元の文書
%%

前述のツイートの意図を知るためにPC GamerはRe-Logicを取材。Re-Logicのビジネス戦略・マーケティング責任者であるTed Murphy氏は、その背景を述べている。同氏によると「2015年のパッチ1.3リリース時点で『テラリア』の開発サポートを終了する計画があった」と語った。このタイミングで同作のアップデートに終止符を打とうとしていたという。しかし、当時のチームは同作でやり残している斬新なアイデアを抱えていたため、手を引くことはできなかったと説明している。

それ以降のアップデートにおいても同様の葛藤を繰り返し現在にいたる『テラリア』について、Murphy氏は「本作のサポートを切り上げるという選択は、Re-Logic、『テラリア』シリーズの展開においても有益なものになるだろう。」と語り、それにより開発チームが現状の『テラリア』においては技術的に実現困難な”新たな可能性”を模索できるようになる、と考えを語っている。つまり、『テラリア』から離れたほうが、チームとしては新たな挑戦がしやすい一面もあるわけだ。

その一方で、同氏は今後のアップデートの可能性も明確には否定せず、『テラリア』の最終アップデートはいつになるのかという、たびたび浮上したこの疑問について、「今でもそれを明言できるとは思えない」と語っていた。新しいプロジェクトに挑戦しようとしても、人気があるがゆえに『テラリア』に回帰してしまうのかもしれない。“これが最後のアップデート”宣言を繰り返しているのは、まさしくこうした開発元の葛藤が反映されているのだろう。

%%

データ行
%%

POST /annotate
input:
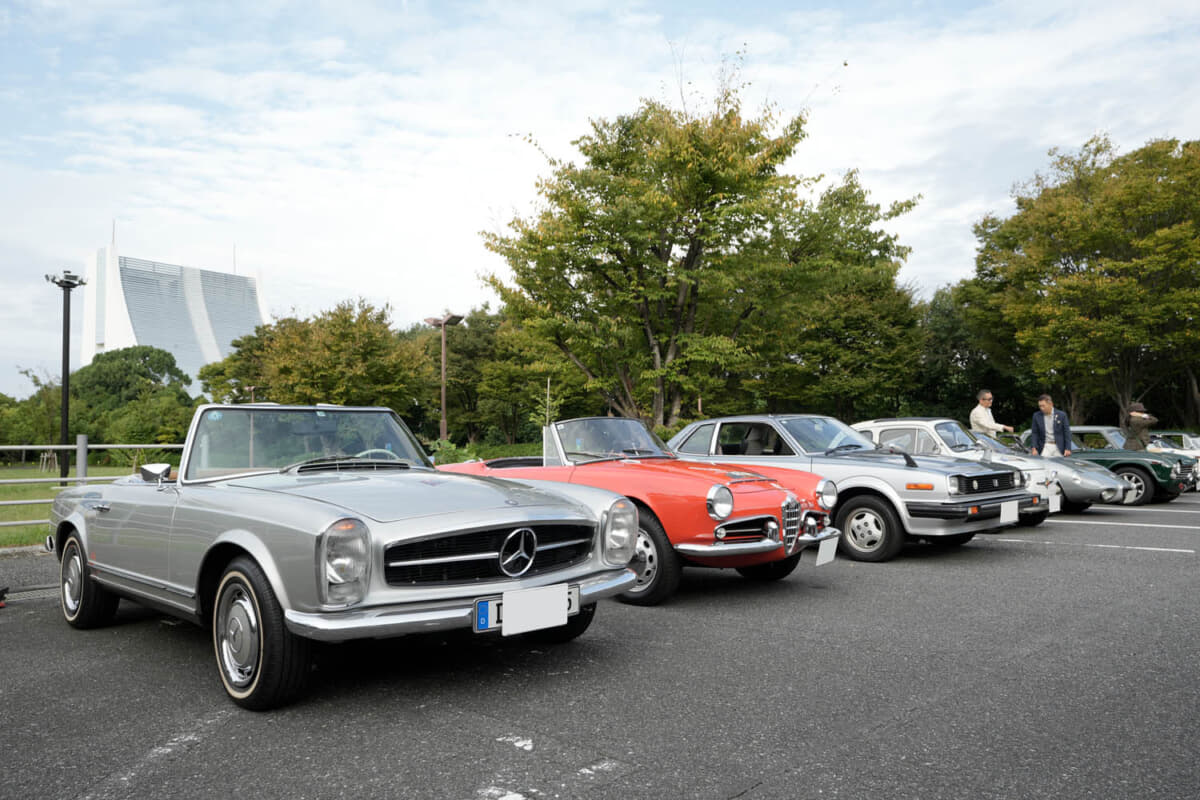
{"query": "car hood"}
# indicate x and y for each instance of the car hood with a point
(708, 473)
(407, 494)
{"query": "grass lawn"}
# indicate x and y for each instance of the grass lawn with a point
(34, 534)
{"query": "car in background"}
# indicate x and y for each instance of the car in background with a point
(946, 437)
(1083, 482)
(689, 513)
(1151, 475)
(291, 524)
(1179, 443)
(885, 497)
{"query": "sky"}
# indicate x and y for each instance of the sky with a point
(358, 149)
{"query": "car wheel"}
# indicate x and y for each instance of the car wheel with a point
(262, 663)
(870, 530)
(1141, 486)
(85, 603)
(655, 563)
(771, 571)
(574, 627)
(951, 540)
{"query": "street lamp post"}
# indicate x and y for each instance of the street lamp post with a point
(443, 322)
(67, 282)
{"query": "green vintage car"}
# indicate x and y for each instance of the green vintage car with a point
(1157, 476)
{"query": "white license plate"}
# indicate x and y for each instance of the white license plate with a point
(527, 609)
(827, 549)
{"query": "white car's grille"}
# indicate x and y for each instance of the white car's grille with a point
(985, 483)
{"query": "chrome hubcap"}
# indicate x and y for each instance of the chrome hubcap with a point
(646, 561)
(72, 579)
(864, 530)
(238, 637)
(1138, 485)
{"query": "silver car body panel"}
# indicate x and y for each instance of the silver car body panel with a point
(1043, 476)
(923, 512)
(153, 541)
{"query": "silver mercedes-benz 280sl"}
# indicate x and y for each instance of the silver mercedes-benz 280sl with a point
(287, 524)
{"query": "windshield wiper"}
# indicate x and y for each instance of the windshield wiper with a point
(845, 447)
(343, 462)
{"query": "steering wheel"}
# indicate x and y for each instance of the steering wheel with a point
(378, 451)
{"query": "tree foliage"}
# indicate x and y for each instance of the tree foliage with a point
(348, 355)
(1098, 270)
(635, 268)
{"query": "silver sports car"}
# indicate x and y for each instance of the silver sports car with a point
(288, 524)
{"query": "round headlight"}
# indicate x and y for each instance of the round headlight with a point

%%

課題 1
テラリアの記事について、次の問いに答えてください。
(a) Ted Murphy氏はRe-Logicで何の責任者か。
(b) 2015年のどのパッチのリリース時点で開発サポートを終える計画があったか。
(c) 最終アップデートはいつになるのかという疑問に、Murphy氏は何と語ったか。
課題 2
テラリアの記事の最後の文に続けて、記事を書き進めてください。

解答 1
(a) ビジネス戦略・マーケティング責任者
(b) パッチ1.3
(c) 「今でもそれを明言できるとは思えない」と語った。

解答 2
なお『テラリア』関連の今後の展開として、Re-Logicは現在ゲーム版のサポートと並行してボードゲーム版『テラリア』を開発中、6月にはボードゲームパブリッシャーであるPaper Fort Gamesとの提携を発表している。


このボードゲームは「『テラリア』の持つ収集、探索、キャラ育成、拠点構築、戦闘といったさまざまな要素をボードゲームに忠実に落とし込み、『テラリア』の世界を広げる作品」と紹介されている。開発にともなうクラウドファンディングの詳細に関しては、8月頃に新情報が公開される予定とのこと。ゲームのアップデートに加え、ボードゲーム版についても期待しておこう。

『テラリア』はPC(Steam)/PS4/Nintendo Switch/iOS/Androidおよび海外Xbox Oneなどに向け配信中だ。